─── Study text

ABSTRACT

As we have come to see the way that the English herbal tradition increasingly acknowledged the gentlewoman reader-at the same time that it may have sought to delimit her practice-we now turn to the numerous instances in which we can determine that women owned these same volumes. Specifically, cases of early modern women’s ownership of the authoritative herbals by William Turner, Rembert Dodoens, John Gerard, and John Parkinson examined in the previous chapter serve as our subjects of inquiry in this chapter. By “ownership” I mean not only the material possession of an item within the household but also the claim to the knowledge held in the book. In asserting ownership, women positioned the volume within the household, potentially articulating their role within that household as healer. They did not subscribe only to the uses of herbs designated for women: all of the textual knowledge was open before the women who owned the herbals. These women were as likely to use rue to stop a nosebleed as to end a pregnancy, and while Anne Wilbraham’s cure for the ague using docks discussed in Chapter 1 is available to them, John Bennet’s much more aggressive treatment resided on the same page. And even though the learned gentlewoman with a charitable practice was the female reader preferred by the herbal author, any woman with English literacy and the requisite moneys could own this knowledge. The nature of these books as volumes to be used determined that these women did not own the herbals simply for their own solitary edification. In signifying ownership of an authoritative herbal, these women also gave evidence of the various “social networks” to which they belonged and the cultural influences to which they were subject.1 Herbal ownership thus proves to mean many things across households and between individuals, and delineating the variations between the examples of ownership further demonstrates how Englishwomen’s herbal texts may point to social variables and individual realities beyond a general and monolithic medical practice by women.

──────

Apply what you read
a) Do these statements agree with the abstract? (i) One of the herbals examined is by John Gerard. (ii) Women who owned the herbals kept only to the herb uses designated for women. (iii) Only a learned gentlewoman with a charitable practice could own herbal knowledge. For each, answer yes or no and quote the deciding words of the abstract.
b) Which authors of the authoritative herbals does the abstract name as the subjects of women's ownership in this chapter?
The records are material separate from the abstract.

─── Information provided

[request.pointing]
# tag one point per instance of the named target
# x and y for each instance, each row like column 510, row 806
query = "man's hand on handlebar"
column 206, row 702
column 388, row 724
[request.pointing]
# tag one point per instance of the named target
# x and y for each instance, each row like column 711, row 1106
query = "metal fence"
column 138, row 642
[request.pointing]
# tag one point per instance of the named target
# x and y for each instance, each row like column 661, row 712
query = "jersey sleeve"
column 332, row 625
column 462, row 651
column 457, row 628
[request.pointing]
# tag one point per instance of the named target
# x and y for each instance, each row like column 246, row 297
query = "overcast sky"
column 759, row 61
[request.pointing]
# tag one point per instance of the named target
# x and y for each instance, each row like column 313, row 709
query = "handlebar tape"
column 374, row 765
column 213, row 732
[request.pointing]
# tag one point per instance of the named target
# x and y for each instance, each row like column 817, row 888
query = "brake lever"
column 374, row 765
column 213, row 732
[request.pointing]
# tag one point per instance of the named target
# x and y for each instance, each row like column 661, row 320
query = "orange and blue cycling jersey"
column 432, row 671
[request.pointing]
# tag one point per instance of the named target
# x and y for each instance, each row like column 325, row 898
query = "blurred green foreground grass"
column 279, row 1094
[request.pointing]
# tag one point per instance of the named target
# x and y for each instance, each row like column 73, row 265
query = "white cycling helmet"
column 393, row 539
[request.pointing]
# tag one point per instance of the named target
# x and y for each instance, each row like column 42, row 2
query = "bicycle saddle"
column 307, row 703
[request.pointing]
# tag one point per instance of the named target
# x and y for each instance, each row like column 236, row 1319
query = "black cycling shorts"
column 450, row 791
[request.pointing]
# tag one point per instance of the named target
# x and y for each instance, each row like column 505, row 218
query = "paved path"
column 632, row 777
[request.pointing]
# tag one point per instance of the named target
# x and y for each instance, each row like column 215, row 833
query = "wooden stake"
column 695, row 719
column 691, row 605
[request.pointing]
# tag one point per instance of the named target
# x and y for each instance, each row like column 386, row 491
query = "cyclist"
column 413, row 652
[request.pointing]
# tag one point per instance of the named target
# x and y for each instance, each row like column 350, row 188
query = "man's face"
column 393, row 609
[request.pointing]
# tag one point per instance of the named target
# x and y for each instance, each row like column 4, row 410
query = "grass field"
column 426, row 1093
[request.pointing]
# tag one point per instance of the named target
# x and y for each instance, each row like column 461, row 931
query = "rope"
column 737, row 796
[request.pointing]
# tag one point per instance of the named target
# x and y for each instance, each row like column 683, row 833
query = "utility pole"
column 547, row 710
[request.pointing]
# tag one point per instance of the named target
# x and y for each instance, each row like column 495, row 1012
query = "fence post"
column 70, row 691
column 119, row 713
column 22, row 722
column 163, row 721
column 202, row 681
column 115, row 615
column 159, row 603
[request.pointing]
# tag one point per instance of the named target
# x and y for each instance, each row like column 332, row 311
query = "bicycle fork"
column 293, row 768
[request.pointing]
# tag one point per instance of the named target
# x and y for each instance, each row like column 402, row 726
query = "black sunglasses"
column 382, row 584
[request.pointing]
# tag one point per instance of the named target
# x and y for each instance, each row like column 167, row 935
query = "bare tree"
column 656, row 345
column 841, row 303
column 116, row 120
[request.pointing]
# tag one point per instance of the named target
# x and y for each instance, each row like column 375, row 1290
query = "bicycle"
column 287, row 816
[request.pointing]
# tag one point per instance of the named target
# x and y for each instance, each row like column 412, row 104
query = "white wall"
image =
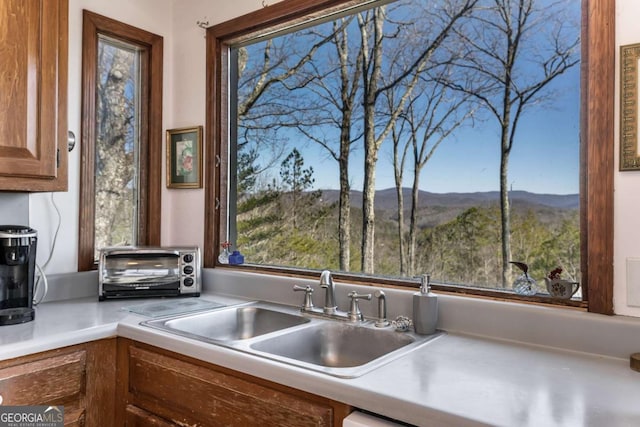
column 184, row 105
column 627, row 184
column 150, row 15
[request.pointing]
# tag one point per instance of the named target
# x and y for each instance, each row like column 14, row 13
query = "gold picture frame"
column 629, row 63
column 184, row 157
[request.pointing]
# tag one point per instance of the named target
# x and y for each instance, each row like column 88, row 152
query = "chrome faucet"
column 326, row 281
column 381, row 321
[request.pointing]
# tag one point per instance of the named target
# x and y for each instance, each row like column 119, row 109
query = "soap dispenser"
column 425, row 308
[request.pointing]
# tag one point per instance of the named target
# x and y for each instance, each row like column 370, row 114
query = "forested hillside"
column 458, row 238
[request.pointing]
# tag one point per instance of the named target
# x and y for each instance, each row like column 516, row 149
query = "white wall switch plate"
column 633, row 282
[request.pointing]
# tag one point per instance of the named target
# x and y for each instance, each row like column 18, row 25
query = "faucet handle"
column 354, row 313
column 308, row 291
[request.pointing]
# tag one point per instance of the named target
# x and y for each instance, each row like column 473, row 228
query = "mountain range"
column 386, row 199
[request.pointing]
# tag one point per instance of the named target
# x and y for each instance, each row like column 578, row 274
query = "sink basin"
column 230, row 324
column 335, row 345
column 280, row 333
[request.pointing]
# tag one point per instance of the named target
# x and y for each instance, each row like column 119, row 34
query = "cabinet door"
column 81, row 378
column 185, row 391
column 33, row 88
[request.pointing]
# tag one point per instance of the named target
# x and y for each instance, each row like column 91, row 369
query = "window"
column 121, row 137
column 293, row 191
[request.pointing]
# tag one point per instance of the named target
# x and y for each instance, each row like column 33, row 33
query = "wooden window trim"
column 150, row 132
column 596, row 129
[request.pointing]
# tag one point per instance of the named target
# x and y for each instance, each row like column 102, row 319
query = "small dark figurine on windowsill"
column 558, row 287
column 524, row 284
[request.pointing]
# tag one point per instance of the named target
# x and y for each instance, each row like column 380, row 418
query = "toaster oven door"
column 140, row 274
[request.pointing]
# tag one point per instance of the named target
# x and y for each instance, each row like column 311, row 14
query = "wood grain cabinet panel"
column 136, row 417
column 33, row 89
column 185, row 391
column 81, row 378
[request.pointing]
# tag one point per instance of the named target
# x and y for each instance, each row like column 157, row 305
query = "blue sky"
column 545, row 157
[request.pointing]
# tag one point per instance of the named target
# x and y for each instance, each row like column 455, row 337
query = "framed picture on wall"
column 184, row 157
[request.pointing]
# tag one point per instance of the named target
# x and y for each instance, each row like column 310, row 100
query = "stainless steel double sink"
column 282, row 333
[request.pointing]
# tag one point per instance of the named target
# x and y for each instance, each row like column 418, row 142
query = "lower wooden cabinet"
column 80, row 378
column 160, row 388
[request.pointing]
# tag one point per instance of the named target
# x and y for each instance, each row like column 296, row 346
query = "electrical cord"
column 41, row 275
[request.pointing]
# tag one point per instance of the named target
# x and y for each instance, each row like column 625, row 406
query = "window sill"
column 388, row 282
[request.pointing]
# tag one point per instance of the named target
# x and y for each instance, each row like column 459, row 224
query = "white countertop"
column 454, row 380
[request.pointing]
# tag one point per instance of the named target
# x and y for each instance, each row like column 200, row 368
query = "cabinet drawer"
column 191, row 394
column 55, row 380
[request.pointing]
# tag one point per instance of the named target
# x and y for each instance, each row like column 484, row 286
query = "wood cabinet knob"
column 634, row 362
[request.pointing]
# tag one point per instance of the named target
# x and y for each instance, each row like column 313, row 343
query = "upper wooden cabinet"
column 33, row 95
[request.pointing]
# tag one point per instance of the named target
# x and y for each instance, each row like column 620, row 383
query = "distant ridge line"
column 387, row 199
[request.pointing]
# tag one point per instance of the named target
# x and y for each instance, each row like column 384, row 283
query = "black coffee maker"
column 17, row 272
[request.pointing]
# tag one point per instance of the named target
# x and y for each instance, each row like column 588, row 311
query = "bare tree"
column 337, row 89
column 515, row 48
column 430, row 125
column 115, row 168
column 378, row 79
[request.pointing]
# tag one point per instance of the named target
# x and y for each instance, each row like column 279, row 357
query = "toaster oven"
column 138, row 271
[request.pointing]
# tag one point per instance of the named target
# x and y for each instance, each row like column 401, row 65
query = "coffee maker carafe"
column 17, row 273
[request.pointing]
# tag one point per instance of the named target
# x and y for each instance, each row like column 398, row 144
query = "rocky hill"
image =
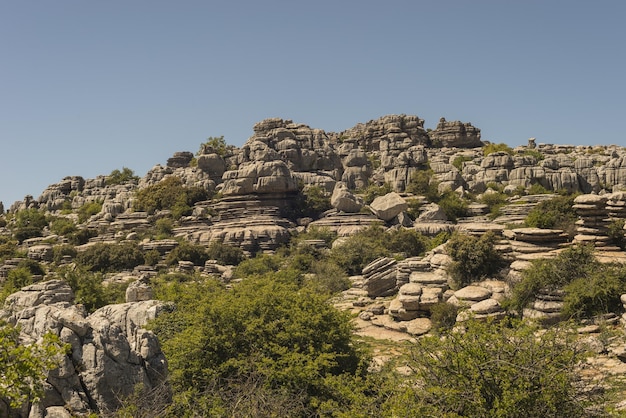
column 259, row 196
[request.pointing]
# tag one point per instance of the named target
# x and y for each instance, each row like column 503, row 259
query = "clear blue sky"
column 90, row 86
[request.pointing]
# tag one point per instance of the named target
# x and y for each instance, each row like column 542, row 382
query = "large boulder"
column 388, row 206
column 110, row 353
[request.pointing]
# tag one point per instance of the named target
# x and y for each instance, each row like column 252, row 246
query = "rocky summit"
column 287, row 179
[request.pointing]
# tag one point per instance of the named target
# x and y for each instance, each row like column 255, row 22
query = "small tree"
column 497, row 369
column 24, row 368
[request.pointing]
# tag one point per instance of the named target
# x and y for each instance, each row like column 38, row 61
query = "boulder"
column 388, row 206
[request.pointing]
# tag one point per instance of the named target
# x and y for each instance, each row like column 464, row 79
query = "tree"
column 267, row 333
column 473, row 258
column 496, row 369
column 24, row 368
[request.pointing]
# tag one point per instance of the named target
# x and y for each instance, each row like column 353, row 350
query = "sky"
column 87, row 87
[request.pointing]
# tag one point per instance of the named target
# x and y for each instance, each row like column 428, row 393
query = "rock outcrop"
column 110, row 353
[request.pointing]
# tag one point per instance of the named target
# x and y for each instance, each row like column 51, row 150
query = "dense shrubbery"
column 557, row 212
column 104, row 258
column 283, row 339
column 473, row 258
column 169, row 194
column 496, row 369
column 119, row 177
column 591, row 287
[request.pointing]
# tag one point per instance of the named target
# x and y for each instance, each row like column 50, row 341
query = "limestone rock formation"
column 456, row 134
column 110, row 351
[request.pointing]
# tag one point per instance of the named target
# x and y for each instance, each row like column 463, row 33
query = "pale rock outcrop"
column 388, row 206
column 110, row 351
column 456, row 134
column 345, row 201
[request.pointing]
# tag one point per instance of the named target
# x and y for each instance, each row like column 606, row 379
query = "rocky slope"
column 258, row 190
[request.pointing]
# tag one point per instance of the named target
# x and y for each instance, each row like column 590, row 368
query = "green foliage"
column 616, row 232
column 491, row 148
column 62, row 226
column 497, row 369
column 312, row 201
column 24, row 368
column 225, row 254
column 453, row 205
column 89, row 289
column 554, row 213
column 60, row 251
column 164, row 228
column 422, row 183
column 16, row 279
column 115, row 257
column 29, row 223
column 494, row 201
column 534, row 153
column 373, row 191
column 169, row 194
column 89, row 209
column 459, row 160
column 472, row 258
column 537, row 188
column 283, row 340
column 591, row 288
column 443, row 316
column 119, row 177
column 186, row 251
column 215, row 144
column 359, row 250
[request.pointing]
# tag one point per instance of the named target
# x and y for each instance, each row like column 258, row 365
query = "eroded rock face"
column 110, row 351
column 456, row 134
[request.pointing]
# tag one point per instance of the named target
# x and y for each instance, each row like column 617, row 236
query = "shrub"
column 225, row 254
column 286, row 339
column 169, row 194
column 472, row 258
column 104, row 258
column 459, row 160
column 616, row 232
column 491, row 148
column 62, row 226
column 591, row 288
column 443, row 316
column 554, row 213
column 88, row 210
column 373, row 191
column 453, row 205
column 497, row 369
column 119, row 177
column 186, row 251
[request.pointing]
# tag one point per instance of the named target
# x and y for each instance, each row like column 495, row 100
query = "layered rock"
column 110, row 351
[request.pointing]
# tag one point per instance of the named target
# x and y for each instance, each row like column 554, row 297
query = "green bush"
column 554, row 213
column 87, row 210
column 186, row 251
column 497, row 369
column 453, row 205
column 115, row 257
column 443, row 316
column 119, row 177
column 62, row 226
column 473, row 258
column 423, row 184
column 373, row 191
column 591, row 288
column 491, row 148
column 616, row 232
column 459, row 160
column 225, row 254
column 287, row 340
column 169, row 194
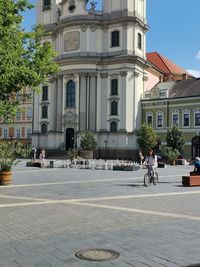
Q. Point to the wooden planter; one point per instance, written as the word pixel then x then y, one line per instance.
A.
pixel 86 154
pixel 5 177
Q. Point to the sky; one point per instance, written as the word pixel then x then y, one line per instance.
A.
pixel 174 30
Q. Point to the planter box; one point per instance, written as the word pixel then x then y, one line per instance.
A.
pixel 161 165
pixel 122 168
pixel 191 180
pixel 5 177
pixel 86 154
pixel 33 164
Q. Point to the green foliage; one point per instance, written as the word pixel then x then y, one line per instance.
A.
pixel 72 154
pixel 147 138
pixel 88 141
pixel 24 61
pixel 9 152
pixel 175 139
pixel 171 153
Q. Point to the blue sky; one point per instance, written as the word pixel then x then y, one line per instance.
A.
pixel 174 30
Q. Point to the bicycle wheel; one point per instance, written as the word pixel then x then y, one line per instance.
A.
pixel 155 179
pixel 147 180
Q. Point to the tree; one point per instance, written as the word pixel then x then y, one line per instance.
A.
pixel 147 138
pixel 88 141
pixel 175 139
pixel 25 62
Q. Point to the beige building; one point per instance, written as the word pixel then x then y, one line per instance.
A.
pixel 21 129
pixel 102 59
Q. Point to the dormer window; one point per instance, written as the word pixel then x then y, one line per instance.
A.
pixel 72 6
pixel 115 39
pixel 46 4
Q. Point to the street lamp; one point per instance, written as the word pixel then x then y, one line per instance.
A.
pixel 106 143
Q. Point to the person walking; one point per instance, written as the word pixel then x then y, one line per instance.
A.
pixel 42 156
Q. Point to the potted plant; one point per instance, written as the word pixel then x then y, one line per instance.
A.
pixel 87 144
pixel 9 152
pixel 172 155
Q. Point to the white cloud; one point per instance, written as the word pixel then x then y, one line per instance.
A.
pixel 195 73
pixel 198 55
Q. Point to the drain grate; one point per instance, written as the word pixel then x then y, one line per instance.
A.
pixel 97 254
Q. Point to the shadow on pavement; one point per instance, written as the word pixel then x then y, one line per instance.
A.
pixel 131 185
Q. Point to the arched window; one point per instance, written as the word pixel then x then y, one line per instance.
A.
pixel 114 107
pixel 44 112
pixel 44 128
pixel 139 41
pixel 113 126
pixel 114 87
pixel 115 39
pixel 70 101
pixel 46 4
pixel 44 93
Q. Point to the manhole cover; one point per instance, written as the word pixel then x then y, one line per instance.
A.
pixel 97 254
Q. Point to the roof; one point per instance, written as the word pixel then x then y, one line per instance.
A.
pixel 164 64
pixel 185 88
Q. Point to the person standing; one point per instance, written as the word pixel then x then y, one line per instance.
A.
pixel 141 157
pixel 33 153
pixel 42 156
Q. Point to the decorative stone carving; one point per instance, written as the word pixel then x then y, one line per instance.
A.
pixel 125 25
pixel 104 75
pixel 105 27
pixel 93 27
pixel 71 41
pixel 123 73
pixel 83 27
pixel 70 118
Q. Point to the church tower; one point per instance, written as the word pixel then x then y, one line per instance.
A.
pixel 102 57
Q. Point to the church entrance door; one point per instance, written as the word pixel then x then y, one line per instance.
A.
pixel 195 146
pixel 69 138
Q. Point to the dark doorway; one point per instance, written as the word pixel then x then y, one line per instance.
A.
pixel 69 138
pixel 195 146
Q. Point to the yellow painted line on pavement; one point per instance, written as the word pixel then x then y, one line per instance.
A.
pixel 84 181
pixel 146 212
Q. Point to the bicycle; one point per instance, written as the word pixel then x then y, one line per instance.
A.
pixel 150 177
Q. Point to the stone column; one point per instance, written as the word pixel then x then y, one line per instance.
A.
pixel 83 103
pixel 59 104
pixel 123 101
pixel 92 104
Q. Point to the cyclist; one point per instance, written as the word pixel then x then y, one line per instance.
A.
pixel 151 161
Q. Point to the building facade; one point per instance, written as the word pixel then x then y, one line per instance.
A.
pixel 21 129
pixel 175 103
pixel 102 59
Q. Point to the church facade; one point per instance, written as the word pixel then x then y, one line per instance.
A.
pixel 102 59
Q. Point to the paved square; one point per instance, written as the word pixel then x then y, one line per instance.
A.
pixel 47 215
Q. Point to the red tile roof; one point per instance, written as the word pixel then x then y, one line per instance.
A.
pixel 164 65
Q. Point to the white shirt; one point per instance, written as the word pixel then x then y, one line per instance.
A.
pixel 152 161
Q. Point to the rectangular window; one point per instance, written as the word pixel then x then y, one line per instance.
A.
pixel 115 39
pixel 175 119
pixel 28 133
pixel 29 113
pixel 18 116
pixel 186 119
pixel 5 133
pixel 149 119
pixel 18 133
pixel 139 41
pixel 197 119
pixel 114 87
pixel 46 4
pixel 160 120
pixel 44 93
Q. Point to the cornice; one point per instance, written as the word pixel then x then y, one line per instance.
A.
pixel 102 20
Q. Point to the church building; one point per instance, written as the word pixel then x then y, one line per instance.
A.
pixel 102 59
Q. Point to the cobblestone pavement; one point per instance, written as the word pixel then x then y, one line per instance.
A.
pixel 47 215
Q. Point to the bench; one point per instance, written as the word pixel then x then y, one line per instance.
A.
pixel 191 180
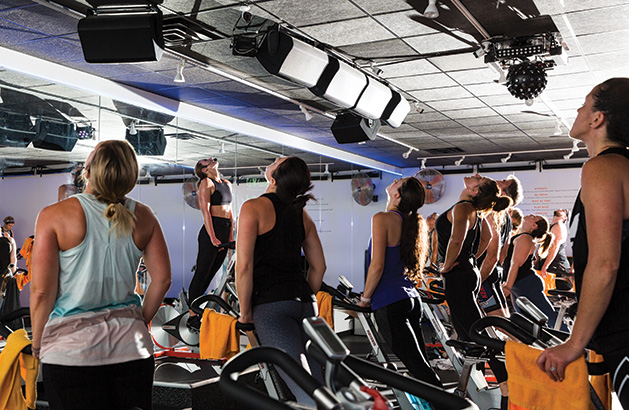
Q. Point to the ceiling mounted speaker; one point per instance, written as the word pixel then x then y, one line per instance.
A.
pixel 348 128
pixel 291 58
pixel 148 142
pixel 122 37
pixel 526 80
pixel 54 135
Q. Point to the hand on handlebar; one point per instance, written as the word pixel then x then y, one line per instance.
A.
pixel 553 361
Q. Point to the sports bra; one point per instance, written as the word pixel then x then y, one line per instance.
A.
pixel 222 194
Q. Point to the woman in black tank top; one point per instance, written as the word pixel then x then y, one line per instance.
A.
pixel 601 246
pixel 522 280
pixel 458 234
pixel 214 195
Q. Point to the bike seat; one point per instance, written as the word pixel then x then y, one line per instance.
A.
pixel 563 293
pixel 470 349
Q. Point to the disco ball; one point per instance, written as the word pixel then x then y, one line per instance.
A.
pixel 526 80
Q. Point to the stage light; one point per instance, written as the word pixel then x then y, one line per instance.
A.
pixel 179 78
pixel 340 83
pixel 291 58
pixel 431 12
pixel 526 80
pixel 306 113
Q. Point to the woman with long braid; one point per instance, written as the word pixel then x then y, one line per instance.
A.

──────

Per-task answers
a)
(i) Yes: "the authoritative herbals by William Turner, Rembert Dodoens, John Gerard, and John Parkinson"
(ii) No: "They did not subscribe only to the uses of herbs designated for women"
(iii) No: "any woman with English literacy and the requisite moneys could own this knowledge"

b) William Turner, Rembert Dodoens, John Gerard, John Parkinson